Why Skip Connections?

Downsampling loses spatial information. Upsampling alone produces blurry boundaries. Skip connections bring back fine-grained details from the encoder.

  • Encoder features: semantic information ("this region is a tumor")
  • Skip connection: spatial details ("exact boundary of the tumor")
  • Combined: precise, semantically-aware segmentation

Loss Functions

Binary Cross-Entropy (BCE) for binary segmentation

$$\mathcal{L}{BCE} = -\frac{1}{N} \sum{i} [y_i \log \hat{y}_i + (1-y_i) \log(1-\hat{y}_i)]$$

Problem: Massive class imbalance. In medical imaging, foreground may be 5% of pixels. BCE optimizes pixel accuracy → model learns to predict "all background" and achieves 95% accuracy.

Dice Loss

Based on the Dice coefficient / F1 score:

$$\text{Dice} = \frac{2 |A \cap B|}{|A| + |B|} = \frac{2 \sum_{i} p_i g_i}{\sum_i p_i + \sum_i g_i}$$

$$\mathcal{L}_{Dice} = 1 - \text{Dice}$$

Why it handles imbalance: Dice loss is normalized by both prediction size and GT size. Even if the foreground is 5% of pixels, a correct prediction is fully rewarded.

Combined Loss (standard practice)

$$\mathcal{L} = \mathcal{L}{Dice} + \mathcal{L}{BCE}$$

This combines Dice (handles imbalance) with BCE (provides pointwise gradients).

Focal Loss variant for segmentation

Focal Dice: downweight easy pixels (confident background) to focus on hard positives.

* Data to examine *
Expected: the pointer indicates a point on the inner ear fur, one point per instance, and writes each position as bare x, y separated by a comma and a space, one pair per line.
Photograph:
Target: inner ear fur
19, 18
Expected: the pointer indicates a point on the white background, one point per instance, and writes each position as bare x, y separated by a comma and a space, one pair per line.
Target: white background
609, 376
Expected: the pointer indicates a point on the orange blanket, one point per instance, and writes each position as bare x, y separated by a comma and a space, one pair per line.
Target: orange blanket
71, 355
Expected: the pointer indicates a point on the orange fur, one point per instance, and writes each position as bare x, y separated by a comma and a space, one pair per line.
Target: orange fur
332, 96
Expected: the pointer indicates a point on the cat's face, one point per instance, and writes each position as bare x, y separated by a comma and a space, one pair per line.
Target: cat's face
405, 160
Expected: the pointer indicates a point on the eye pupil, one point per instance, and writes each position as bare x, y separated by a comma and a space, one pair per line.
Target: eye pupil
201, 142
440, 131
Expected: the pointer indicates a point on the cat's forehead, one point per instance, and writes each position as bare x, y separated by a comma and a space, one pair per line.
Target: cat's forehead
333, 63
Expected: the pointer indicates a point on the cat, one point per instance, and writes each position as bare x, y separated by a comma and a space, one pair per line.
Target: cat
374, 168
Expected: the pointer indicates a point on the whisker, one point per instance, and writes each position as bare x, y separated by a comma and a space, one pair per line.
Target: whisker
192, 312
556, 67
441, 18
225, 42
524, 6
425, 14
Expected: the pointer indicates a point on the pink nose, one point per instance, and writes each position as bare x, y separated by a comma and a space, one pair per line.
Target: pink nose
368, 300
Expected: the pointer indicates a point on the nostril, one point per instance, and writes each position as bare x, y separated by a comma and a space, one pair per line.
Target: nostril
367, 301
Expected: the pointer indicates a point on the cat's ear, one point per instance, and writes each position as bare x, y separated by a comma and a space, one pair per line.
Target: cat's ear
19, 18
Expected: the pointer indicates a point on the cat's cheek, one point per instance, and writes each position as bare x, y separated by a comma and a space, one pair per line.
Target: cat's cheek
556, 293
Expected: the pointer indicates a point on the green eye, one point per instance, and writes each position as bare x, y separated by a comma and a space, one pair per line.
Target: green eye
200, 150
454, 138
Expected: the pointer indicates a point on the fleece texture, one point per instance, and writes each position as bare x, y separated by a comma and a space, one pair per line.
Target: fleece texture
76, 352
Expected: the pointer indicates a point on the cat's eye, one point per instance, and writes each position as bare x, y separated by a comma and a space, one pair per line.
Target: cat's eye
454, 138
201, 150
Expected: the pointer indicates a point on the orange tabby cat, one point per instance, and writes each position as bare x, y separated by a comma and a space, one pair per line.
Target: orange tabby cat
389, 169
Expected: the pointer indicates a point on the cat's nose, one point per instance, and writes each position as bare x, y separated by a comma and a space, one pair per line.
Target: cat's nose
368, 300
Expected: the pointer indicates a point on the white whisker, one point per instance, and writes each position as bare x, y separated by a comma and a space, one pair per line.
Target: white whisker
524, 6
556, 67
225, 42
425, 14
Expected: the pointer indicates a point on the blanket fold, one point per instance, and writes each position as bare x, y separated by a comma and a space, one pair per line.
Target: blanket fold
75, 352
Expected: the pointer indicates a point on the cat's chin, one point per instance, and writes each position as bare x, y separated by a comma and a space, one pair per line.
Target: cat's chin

* Exercise set *
1 – Answer from the segmentation text:
(a) What do skip connections bring back from the encoder?
(b) In medical imaging, what share of pixels may the foreground be?
(c) In the combined loss, what does BCE provide?
2 – Can you carry on the segmentation text from where it stops?
The lines have nothing to do with the segmentation text.

* Answers per task *
1 –
(a) Fine-grained details
(b) 5%
(c) Pointwise gradients

2 –
Evaluation Metrics

Pixel Accuracy

$$\text{Acc} = \frac{\text{Correct pixels}}{\text{Total pixels}}$$

Misleading for imbalanced classes (95% background → 95% acc trivially).

Mean IoU (mIoU)

$$\text{mIoU} = \frac{1}{C} \sum_{c=0}^{C-1} \frac{TP_c}{TP_c + FP_c + FN_c}$$

Gold standard for segmentation. Computes IoU per class, then averages. Penalizes both over- and under-segmentation equally.

Dice Score

$$\text{Dice} = \frac{2 TP}{2 TP + FP + FN}$$

Identical to F1-score. Popular in medical imaging (equivalent to mIoU for binary case via mathematical relationship).


Interview Questions

Q: When would you use Dice loss vs BCE for segmentation?

A: For imbalanced datasets (medical imaging, defect detection where lesion < 5% of pixels), always use Dice or Dice+BCE. Dice normalizes by prediction size, so even rare classes get proper gradients. For balanced segmentation (outdoor scenes like Cityscapes where all classes have similar frequencies), BCE or cross-entropy works fine. In practice, Dice+BCE combined consistently outperforms either alone — BCE provides dense gradients, Dice corrects for imbalance.

Q: What's the difference between transposed convolution and bilinear upsampling + conv?

A: Transposed convolution learns upsampling weights (8× parameters for upsampling), which can produce "checkerboard artifacts" from uneven gradient overlap. Bilinear upsampling is parameter-free and smooth, followed by a regular conv for learned feature processing. The bilinear+conv approach is now preferred in most architectures (including U-Net++ and modern variants) because it avoids artifacts and is more stable to train. Memory footprint is also lower.

Q: How would you adapt U-Net for 3D medical images (CT/MRI volumes)?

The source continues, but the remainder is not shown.